[Supplied text — start]
Healthcare facilities are having to make some tough choices and are facing new realities, for who knows how long, and there are potential downstream implications for companies that collect on medical debt.
Many hospitals and healthcare facilities across the country are postponing or canceling what they deem to be “elective” procedures in the wake of the coronavirus outbreak. The cancellation of those procedures likely means that fewer placements are coming from those facilities to collection agencies that collect on medical debts and those companies should start preparing for a decrease in the number of new accounts.
One hospital network in California is canceling 7,000 appointments a day, according to a published report. Some patients are being more proactive and are canceling or postponing appointments on their own, fearful of being in or near hospitals during a global pandemic.
A survey of orthopedic surgeons, for example, revealed that 23% of them have noted an increase in the number of cancellations and more expect them to continue going forward, according to a published report.
There is a concern in the healthcare industry that the number of cancellations will impact their revenue and profits for 2020, but that impact should be modest unless the number of cases of individuals with coronavirus significantly increases in the days and weeks ahead.
“We believe delayed procedures will eventually be made up at hospitals and ambulatory surgery centers once COVID tapers,” analysts wrote in a report. “The net impact on health care providers should be modest for FY20, barring a full-blown pandemic.”
[Supplied text — finish]
[Dataset entries — start]
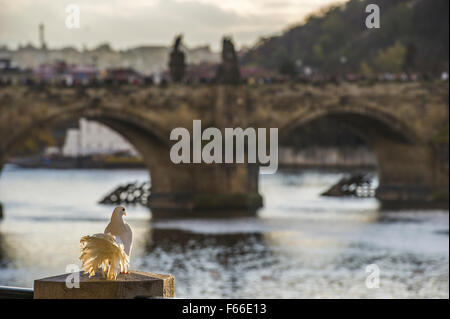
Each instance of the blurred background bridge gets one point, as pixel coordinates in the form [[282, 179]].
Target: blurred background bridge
[[402, 124]]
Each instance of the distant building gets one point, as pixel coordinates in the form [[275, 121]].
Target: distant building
[[92, 138]]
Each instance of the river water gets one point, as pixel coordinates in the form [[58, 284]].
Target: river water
[[300, 245]]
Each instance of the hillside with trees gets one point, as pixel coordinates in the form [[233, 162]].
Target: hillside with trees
[[413, 37]]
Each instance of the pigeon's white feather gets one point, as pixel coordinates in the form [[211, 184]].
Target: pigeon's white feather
[[109, 251]]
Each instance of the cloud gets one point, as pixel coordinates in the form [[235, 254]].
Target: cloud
[[127, 23]]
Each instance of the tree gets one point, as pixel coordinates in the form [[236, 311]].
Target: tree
[[392, 59]]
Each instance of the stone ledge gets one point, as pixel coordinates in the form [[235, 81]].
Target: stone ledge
[[126, 286]]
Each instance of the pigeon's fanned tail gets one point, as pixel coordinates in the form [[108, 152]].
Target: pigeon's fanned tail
[[102, 251]]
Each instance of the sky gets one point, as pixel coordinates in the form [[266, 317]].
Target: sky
[[129, 23]]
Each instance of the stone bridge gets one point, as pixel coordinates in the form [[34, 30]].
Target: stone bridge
[[405, 124]]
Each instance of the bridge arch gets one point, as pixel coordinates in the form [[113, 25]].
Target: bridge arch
[[145, 134], [403, 158]]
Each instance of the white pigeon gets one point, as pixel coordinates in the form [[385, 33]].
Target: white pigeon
[[110, 250]]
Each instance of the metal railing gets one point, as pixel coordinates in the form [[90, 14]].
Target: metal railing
[[15, 293]]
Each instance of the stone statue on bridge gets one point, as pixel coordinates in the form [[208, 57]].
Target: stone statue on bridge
[[177, 62], [228, 72]]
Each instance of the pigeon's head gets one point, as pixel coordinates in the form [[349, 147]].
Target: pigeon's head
[[119, 211]]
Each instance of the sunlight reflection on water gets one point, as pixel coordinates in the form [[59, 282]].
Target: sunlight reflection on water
[[300, 246]]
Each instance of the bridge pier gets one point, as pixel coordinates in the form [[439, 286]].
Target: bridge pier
[[411, 176]]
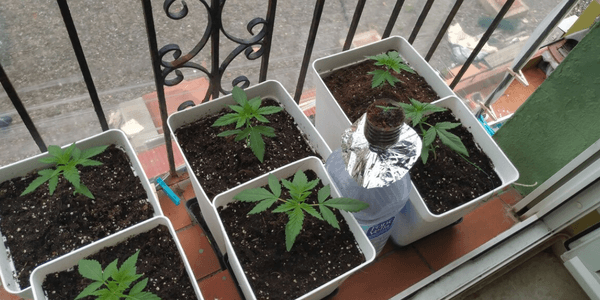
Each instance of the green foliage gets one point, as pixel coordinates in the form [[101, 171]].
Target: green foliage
[[417, 112], [115, 280], [66, 162], [244, 112], [299, 188], [390, 60]]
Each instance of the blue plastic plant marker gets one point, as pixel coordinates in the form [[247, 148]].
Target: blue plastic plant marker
[[168, 190], [487, 127]]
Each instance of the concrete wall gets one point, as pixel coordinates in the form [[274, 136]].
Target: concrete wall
[[560, 119]]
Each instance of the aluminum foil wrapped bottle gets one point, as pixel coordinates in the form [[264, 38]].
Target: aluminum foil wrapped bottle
[[372, 165]]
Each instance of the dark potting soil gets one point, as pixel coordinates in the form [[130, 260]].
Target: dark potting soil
[[220, 163], [39, 227], [158, 260], [320, 252], [351, 88], [447, 180], [391, 118]]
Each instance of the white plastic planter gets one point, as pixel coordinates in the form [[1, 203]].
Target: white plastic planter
[[72, 259], [330, 119], [415, 220], [23, 167], [267, 89], [309, 163]]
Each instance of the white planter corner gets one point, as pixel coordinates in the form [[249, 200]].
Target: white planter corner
[[72, 259], [28, 165], [416, 221], [268, 89], [330, 119], [309, 163]]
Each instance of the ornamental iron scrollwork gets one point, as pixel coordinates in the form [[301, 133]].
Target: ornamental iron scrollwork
[[212, 32]]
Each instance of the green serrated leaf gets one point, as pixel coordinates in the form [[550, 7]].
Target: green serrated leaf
[[253, 195], [452, 141], [262, 206], [329, 216], [293, 227], [347, 204], [257, 145], [90, 269], [274, 185], [324, 192]]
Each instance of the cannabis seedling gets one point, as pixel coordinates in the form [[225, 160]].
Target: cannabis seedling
[[243, 115], [115, 280], [416, 111], [299, 190], [66, 162], [390, 60]]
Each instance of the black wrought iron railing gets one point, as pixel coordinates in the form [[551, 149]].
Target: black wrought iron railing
[[258, 46]]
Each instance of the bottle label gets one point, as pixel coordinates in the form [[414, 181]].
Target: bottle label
[[379, 229]]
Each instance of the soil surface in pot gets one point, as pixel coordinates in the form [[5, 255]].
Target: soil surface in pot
[[320, 252], [159, 261], [39, 227], [220, 163], [351, 88], [447, 180]]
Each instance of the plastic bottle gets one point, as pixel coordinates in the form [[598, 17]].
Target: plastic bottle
[[385, 203], [372, 166]]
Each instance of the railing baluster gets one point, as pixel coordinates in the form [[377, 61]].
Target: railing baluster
[[393, 19], [14, 98], [486, 36], [354, 24], [264, 64], [312, 34], [420, 21], [159, 82], [87, 76], [442, 32]]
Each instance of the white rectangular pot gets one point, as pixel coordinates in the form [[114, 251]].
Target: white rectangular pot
[[267, 89], [416, 221], [330, 119], [23, 167], [309, 163], [72, 259]]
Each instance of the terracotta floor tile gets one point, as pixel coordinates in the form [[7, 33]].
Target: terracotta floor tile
[[443, 247], [511, 196], [220, 286], [386, 277], [176, 213], [4, 295], [199, 253]]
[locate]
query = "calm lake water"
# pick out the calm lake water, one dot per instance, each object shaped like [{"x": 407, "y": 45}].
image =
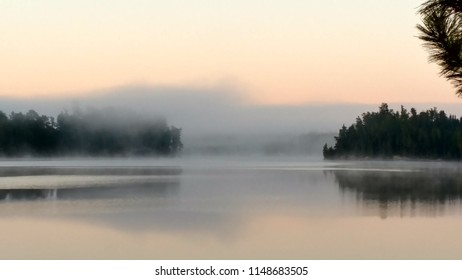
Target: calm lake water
[{"x": 238, "y": 208}]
[Dataset entries — finish]
In the text on canceled hospital procedures, how many appointments a day is one California hospital network canceling?

7,000 appointments a day.